_What the task asks:_ Pick out every line in the rows below that contains the word "frame" and copy each one. Case counts.

_Data to process:_
#####

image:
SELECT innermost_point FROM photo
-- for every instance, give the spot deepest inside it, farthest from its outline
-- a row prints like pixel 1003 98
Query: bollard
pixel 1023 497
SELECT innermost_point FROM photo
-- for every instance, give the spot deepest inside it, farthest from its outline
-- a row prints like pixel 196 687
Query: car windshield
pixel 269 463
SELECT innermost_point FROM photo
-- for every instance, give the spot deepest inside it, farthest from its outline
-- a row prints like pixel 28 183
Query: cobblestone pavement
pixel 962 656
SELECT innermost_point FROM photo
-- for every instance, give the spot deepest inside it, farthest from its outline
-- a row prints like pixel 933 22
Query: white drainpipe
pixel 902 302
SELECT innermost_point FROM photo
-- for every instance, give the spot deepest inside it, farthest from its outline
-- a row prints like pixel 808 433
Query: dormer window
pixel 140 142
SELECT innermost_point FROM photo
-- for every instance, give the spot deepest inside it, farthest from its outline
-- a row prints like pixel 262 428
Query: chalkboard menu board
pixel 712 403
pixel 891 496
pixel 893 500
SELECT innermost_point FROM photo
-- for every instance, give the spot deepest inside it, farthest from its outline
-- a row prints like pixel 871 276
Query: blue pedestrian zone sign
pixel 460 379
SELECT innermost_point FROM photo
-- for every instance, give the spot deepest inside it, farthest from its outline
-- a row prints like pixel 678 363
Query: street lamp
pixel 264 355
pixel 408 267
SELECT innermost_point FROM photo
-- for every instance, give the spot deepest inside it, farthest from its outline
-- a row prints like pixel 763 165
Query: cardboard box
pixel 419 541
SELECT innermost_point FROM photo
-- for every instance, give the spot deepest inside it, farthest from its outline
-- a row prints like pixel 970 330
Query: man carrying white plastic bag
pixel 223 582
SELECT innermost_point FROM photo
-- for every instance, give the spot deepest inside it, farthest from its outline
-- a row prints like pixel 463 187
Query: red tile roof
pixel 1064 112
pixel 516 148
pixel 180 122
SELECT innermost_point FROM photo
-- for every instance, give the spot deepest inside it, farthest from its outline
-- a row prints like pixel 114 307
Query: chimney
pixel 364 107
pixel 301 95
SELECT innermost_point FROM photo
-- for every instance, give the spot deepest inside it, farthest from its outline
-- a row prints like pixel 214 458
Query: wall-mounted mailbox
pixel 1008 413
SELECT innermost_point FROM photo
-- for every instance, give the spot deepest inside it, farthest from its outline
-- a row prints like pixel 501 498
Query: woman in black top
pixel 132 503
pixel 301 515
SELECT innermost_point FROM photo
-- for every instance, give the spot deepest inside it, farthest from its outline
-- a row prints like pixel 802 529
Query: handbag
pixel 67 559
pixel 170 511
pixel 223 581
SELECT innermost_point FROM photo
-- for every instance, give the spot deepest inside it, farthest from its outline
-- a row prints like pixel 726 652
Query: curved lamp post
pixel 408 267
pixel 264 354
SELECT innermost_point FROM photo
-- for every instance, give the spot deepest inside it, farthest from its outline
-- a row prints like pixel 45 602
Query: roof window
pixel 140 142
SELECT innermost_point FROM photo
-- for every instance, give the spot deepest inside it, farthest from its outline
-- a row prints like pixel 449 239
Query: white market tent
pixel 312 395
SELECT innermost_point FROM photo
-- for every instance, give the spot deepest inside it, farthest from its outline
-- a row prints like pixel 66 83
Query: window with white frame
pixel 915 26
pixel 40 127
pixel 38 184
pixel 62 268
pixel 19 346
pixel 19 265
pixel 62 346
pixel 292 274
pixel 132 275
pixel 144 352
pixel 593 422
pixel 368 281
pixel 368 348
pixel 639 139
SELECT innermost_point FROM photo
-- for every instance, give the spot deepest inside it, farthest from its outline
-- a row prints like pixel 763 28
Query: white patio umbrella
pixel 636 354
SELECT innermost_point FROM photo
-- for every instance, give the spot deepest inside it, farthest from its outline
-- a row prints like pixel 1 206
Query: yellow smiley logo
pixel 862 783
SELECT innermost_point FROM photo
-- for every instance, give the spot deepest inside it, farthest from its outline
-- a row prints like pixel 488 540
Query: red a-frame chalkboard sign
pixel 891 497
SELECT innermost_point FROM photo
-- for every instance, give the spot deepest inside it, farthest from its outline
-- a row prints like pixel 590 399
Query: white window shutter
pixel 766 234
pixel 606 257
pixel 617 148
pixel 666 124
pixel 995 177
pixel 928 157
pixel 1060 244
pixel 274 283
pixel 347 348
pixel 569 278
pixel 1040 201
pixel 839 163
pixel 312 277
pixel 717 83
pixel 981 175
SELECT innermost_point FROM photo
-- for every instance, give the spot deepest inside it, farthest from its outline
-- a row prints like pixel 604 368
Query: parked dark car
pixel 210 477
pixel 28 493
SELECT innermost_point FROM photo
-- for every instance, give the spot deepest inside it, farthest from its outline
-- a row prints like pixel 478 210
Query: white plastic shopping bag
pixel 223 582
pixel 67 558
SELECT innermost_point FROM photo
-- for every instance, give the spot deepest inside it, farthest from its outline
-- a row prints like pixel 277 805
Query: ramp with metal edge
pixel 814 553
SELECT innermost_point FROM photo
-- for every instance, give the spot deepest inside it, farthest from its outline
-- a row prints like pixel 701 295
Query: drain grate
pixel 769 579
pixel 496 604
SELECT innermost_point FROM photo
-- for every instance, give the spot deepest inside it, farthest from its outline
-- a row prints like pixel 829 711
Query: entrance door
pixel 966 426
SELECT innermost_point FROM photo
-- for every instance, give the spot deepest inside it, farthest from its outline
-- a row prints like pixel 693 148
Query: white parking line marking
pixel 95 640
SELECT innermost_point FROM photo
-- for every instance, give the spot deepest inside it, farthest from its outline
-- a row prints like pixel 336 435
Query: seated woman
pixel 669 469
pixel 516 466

#####

_Solution:_
Query: window with white frame
Query: red a-frame chalkboard sign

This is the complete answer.